*** Material provided ***

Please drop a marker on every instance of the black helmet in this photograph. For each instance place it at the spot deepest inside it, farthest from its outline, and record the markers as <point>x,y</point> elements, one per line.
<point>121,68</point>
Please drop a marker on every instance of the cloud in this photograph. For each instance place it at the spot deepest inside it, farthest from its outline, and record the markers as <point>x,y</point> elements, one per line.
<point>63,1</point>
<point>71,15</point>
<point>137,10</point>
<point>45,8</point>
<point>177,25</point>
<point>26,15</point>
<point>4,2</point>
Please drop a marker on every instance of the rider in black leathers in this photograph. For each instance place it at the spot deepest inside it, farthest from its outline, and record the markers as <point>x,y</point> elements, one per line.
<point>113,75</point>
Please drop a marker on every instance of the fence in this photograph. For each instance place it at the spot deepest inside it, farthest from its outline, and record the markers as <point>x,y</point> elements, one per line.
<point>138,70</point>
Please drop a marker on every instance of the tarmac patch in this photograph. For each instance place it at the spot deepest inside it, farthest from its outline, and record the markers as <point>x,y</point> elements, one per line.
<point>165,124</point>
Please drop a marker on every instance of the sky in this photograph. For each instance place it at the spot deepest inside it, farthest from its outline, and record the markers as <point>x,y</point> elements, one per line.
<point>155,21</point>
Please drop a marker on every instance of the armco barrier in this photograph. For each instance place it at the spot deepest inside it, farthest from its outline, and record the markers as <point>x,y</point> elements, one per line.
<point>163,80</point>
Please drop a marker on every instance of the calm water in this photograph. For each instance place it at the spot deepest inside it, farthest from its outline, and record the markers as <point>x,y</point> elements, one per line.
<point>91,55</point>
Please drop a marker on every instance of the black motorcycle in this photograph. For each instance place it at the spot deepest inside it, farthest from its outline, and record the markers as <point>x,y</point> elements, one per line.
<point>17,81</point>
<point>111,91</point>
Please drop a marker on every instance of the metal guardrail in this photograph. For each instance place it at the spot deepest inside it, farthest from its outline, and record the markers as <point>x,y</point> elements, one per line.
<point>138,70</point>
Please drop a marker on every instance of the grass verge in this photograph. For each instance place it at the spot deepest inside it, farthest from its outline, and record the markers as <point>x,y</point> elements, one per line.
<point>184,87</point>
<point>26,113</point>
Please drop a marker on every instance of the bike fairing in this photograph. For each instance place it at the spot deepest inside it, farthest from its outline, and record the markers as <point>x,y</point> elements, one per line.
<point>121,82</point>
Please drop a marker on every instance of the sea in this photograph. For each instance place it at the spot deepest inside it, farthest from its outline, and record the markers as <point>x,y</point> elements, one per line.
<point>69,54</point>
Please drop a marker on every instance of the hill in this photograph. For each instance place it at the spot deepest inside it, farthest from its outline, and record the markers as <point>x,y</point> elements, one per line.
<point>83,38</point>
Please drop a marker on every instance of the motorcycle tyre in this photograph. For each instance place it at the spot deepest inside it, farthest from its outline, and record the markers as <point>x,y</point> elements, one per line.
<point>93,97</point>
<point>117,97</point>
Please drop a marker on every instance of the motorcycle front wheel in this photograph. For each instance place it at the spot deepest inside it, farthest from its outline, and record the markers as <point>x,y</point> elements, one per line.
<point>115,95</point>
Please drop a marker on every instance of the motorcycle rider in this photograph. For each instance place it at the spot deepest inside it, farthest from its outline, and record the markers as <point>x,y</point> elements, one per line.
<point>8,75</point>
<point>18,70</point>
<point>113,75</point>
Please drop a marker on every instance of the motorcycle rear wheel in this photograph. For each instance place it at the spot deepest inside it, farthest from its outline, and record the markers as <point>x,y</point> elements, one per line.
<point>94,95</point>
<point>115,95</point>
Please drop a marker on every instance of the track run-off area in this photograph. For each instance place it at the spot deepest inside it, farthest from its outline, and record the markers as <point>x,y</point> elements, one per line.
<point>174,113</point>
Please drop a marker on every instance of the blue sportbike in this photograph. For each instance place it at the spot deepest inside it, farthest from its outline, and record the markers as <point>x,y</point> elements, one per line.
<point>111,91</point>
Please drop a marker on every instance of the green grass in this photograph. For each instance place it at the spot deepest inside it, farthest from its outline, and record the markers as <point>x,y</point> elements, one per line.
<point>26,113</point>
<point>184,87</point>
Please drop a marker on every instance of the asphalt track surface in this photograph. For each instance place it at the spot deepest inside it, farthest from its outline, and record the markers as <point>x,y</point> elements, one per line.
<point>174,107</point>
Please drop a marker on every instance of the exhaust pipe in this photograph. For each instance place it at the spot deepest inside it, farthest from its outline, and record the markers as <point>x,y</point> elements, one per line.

***

The records above need to be output again, verbatim.

### Response to the task
Please drop a marker on every instance of the black helmet in this photograph. For each instance place it at the spot deepest inside it, farthest from its outline, and record the markers as <point>x,y</point> elements, one per line.
<point>121,68</point>
Please drop a marker on every instance of the cloud in this photograph. For each instance place it at the spot deepest inside it, farthest from its outline, and record the markers as <point>x,y</point> elements, one per line.
<point>63,1</point>
<point>71,15</point>
<point>137,10</point>
<point>45,8</point>
<point>177,25</point>
<point>26,15</point>
<point>4,2</point>
Please drop a marker on every instance of the rider in black leathers in this photograph. For each instance place it at the spot deepest inside it, farthest from its outline, and record the markers as <point>x,y</point> elements, one per line.
<point>113,75</point>
Please drop a marker on every instance of the fence in this photograph. For each instance place it at the spot deepest inside it, farthest from its outline, and record the markers as <point>x,y</point> elements, one per line.
<point>138,70</point>
Please drop a marker on every instance of the tarmac patch in this photograph. For each instance place it at the spot deepest inside it, farthest from its outline, and record the markers as <point>x,y</point> elements, one per line.
<point>165,124</point>
Please drop a marker on every instance of the sky in this photograph. For each instance place it at the spot deepest inside it, farthest from its outline, and record the markers as <point>x,y</point> elements, one per line.
<point>155,21</point>
Please drop a marker on every instance of the armco barrier in this photograph. For each instance place it at the spot deepest inside it, farthest from its outline, and record the markers as <point>x,y</point> elements, one per line.
<point>163,80</point>
Please drop a marker on every instance of the calm water in this photograph. For each instance place it at the spot deepest inside it, farthest from its outline, and record the markers as <point>x,y</point> elements, one per line.
<point>91,55</point>
Please drop a marker on every instance of the black motorcycle in this photograph. For each instance place it at the spot deepest inside it, farthest from its outline, and record the markers as <point>x,y</point> elements, one per line.
<point>17,81</point>
<point>111,91</point>
Please drop a marker on every instance of the metal guardrail in this photograph. For each instance place it at the spot deepest inside it, farthest from its outline, and record the markers as <point>x,y</point> elements, one per line.
<point>138,70</point>
Please drop a marker on every instance of the grass verge in this photograph. For each instance place it at the spot deepest inside it, farthest from its outline, and record the markers as <point>x,y</point> elements, one per line.
<point>184,87</point>
<point>26,113</point>
Please drop a marker on every instance of the bike fairing in this photograph. For each instance place it at the spot deepest inside it, farthest from its outline, and record the markers as <point>x,y</point> elements, one per line.
<point>121,82</point>
Please drop a marker on every instance of the sea in this photograph. For each instance place it at the spot deepest inside it, farthest from its outline, and record the markers as <point>x,y</point> elements, one per line.
<point>69,54</point>
Please drop a marker on every instance of the hill in this photograph. For each instance place it at the spot deepest inside it, farthest from its outline, and record the markers as <point>x,y</point> elements, one per line.
<point>83,38</point>
Please drop a marker on every instance of the motorcycle tyre in this photograph. For each instance place it at the spot deepest inside it, farthest from its outline, and record the markers as <point>x,y</point> elements, one per line.
<point>93,97</point>
<point>117,97</point>
Please drop a marker on every instance of the motorcycle front wheel in this photograph. For each instance place it at the spot deepest inside it, farthest from its outline, and record the markers as <point>x,y</point> elements, one per line.
<point>115,95</point>
Please drop a marker on every instance of the motorcycle rider in this photograph. For each instance place it at the spot deepest inside it, farthest from its outline, and record the markers as <point>x,y</point> elements, one per line.
<point>8,75</point>
<point>18,70</point>
<point>113,75</point>
Please drop a marker on every instance of the motorcycle rear wheel in this photograph. For each instance place it at the spot deepest inside it, farthest from its outline, and record the markers as <point>x,y</point> elements, one per line.
<point>94,95</point>
<point>115,95</point>
Please drop a marker on every instance of the track run-off area in this photograph. For each instance place it at the spot deepest inside it, farthest from its outline, and record the markers as <point>x,y</point> elements, one per line.
<point>174,113</point>
Please drop a marker on every instance of the blue sportbike in this photograph. For each instance place it at the spot deepest inside it, farthest from its outline, and record the markers as <point>x,y</point> elements, one per line.
<point>111,91</point>
Please drop a marker on every instance of the green grass in this photograph. For each instance place it at the spot deepest inside it, farthest from its outline, and record the markers as <point>x,y</point> elements, one per line.
<point>26,113</point>
<point>184,87</point>
Please drop a marker on every instance of the asphalt track surface in this photograph. For each instance place it at the spot deepest inside it, farthest from its outline, and record the markers as <point>x,y</point> elements, one per line.
<point>174,107</point>
Please drop a marker on every instance of the exhaust pipe in this photograph. For each instance place it at the spot deepest inside it, farthest from its outline, and record the markers as <point>x,y</point> elements, one per line.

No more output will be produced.